**OBJECTIF 1**. Dans le fil de discussion ci-dessous, sur quel appareil Jacques L a-t-il branché son disque dur externe en USB ?

**TEXTE AFFICHÉ**.
==============================

# Brancher un DD en USB sur airport extrem



## Jacques L (11 Juin 2013)

Bonjour à tous, j'ai parcouru les 4 pages de "périphériques et accessoires" et je n'ai pas trouvé de réponse, alors voilà:
j'ai branché un DD externe en USB sur ma airport extrem et je voulais m'en servir pour remplacer ma sauvegarde TimeMachine actuelle, seulement voilà, naïvement je pensais que le nouveau DD allait apparaître sur le bureau, et il n'en est rien, alors comment c'est'y qu'on peut vouerre le bestiau ? 

A la réflexion c'est peut-être dans réseaux que j'aurais dû mettre ce fil


----------



## Pascal 77 (11 Juin 2013)

Jacques L a dit:


> Bonjour à tous, j'ai parcouru les 4 pages de "périphériques et accessoires" et je n'ai pas trouvé de réponse, alors voilà:
> j'ai branché un DD externe en USB sur ma airport extrem et je voulais m'en servir pour remplacer ma sauvegarde TimeMachine actuelle, seulement voilà, naïvement je pensais que le nouveau DD allait apparaître sur le bureau, et il n'en est rien, alors comment c'est'y qu'on peut vouerre le bestiau ?

==============================

**DONNÉES DISPONIBLES**.
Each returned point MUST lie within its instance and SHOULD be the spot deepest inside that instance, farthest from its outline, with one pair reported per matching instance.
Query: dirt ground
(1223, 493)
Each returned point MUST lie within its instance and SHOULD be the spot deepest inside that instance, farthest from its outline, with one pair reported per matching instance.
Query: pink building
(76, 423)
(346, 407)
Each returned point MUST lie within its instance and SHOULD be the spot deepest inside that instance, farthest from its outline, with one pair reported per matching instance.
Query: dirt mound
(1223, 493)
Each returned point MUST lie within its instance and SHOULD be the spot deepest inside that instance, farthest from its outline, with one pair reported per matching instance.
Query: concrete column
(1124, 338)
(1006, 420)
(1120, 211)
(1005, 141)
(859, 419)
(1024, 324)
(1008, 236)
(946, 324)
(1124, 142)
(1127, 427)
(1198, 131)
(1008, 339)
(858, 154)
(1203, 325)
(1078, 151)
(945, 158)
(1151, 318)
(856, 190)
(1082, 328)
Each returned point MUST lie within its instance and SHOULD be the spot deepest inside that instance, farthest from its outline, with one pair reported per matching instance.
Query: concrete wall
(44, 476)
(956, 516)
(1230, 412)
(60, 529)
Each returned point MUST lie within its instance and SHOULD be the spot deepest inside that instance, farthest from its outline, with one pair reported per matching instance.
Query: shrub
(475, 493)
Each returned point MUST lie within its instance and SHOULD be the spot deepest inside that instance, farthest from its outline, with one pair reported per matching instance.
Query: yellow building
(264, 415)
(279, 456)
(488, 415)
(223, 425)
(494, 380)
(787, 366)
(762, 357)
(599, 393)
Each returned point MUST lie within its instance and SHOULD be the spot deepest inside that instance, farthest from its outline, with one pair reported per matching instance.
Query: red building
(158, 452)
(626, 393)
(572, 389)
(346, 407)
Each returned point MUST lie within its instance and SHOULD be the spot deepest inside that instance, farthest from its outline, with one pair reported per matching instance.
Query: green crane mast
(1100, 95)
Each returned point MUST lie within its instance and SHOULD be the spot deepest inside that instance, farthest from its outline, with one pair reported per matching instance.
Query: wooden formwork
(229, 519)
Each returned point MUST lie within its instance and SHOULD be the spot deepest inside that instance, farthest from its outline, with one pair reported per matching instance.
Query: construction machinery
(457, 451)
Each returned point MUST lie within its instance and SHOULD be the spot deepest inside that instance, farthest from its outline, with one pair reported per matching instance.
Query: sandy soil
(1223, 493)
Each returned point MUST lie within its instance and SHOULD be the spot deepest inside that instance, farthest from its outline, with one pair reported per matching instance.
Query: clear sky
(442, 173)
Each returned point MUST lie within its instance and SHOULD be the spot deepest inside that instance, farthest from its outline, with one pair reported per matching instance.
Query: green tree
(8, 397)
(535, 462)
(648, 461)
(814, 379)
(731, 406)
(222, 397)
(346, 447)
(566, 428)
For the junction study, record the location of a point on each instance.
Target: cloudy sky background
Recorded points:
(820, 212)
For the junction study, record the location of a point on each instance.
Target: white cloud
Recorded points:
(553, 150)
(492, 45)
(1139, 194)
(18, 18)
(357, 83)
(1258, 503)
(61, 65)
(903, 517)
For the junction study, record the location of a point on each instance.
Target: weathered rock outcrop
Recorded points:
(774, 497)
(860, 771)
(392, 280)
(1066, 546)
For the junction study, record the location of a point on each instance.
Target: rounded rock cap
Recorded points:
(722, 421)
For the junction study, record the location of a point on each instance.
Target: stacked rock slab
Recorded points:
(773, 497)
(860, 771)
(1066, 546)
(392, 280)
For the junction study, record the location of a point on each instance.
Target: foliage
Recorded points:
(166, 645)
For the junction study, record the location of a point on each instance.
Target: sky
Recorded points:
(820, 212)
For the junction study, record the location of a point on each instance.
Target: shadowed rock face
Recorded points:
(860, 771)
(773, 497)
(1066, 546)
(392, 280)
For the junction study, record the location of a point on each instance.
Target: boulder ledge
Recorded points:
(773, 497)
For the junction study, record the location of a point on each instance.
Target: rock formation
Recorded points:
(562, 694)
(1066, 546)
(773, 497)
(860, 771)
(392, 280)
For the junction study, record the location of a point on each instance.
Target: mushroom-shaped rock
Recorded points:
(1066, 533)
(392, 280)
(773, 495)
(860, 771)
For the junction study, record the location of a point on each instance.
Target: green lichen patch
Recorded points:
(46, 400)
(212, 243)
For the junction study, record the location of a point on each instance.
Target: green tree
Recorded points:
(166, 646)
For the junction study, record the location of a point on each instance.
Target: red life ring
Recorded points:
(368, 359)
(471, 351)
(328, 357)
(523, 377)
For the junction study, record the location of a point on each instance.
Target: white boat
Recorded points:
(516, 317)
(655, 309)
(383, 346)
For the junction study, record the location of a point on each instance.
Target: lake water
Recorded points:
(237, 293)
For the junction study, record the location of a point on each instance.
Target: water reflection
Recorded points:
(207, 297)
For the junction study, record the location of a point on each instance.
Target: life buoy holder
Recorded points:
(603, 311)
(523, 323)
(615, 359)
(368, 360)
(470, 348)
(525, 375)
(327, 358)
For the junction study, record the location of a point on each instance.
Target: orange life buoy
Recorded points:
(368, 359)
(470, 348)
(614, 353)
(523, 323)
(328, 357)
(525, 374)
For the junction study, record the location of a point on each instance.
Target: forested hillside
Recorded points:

==============================

**OBJECTIF 2**. Modifiez la liste depuis son début jusqu'à la ligne qui contient "(1082, 328)", celle-ci comprise, en remplaçant "dirt mound" par "soil mound" sans rien changer d'autre, puis redonnez uniquement ces lignes.

**RÉPONSE 1**. Il l'a branché sur sa airport extrem.

**RÉPONSE 2**.
Each returned point MUST lie within its instance and SHOULD be the spot deepest inside that instance, farthest from its outline, with one pair reported per matching instance.
Query: dirt ground
(1223, 493)
Each returned point MUST lie within its instance and SHOULD be the spot deepest inside that instance, farthest from its outline, with one pair reported per matching instance.
Query: pink building
(76, 423)
(346, 407)
Each returned point MUST lie within its instance and SHOULD be the spot deepest inside that instance, farthest from its outline, with one pair reported per matching instance.
Query: soil mound
(1223, 493)
Each returned point MUST lie within its instance and SHOULD be the spot deepest inside that instance, farthest from its outline, with one pair reported per matching instance.
Query: concrete column
(1124, 338)
(1006, 420)
(1120, 211)
(1005, 141)
(859, 419)
(1024, 324)
(1008, 236)
(946, 324)
(1124, 142)
(1127, 427)
(1198, 131)
(1008, 339)
(858, 154)
(1203, 325)
(1078, 151)
(945, 158)
(1151, 318)
(856, 190)
(1082, 328)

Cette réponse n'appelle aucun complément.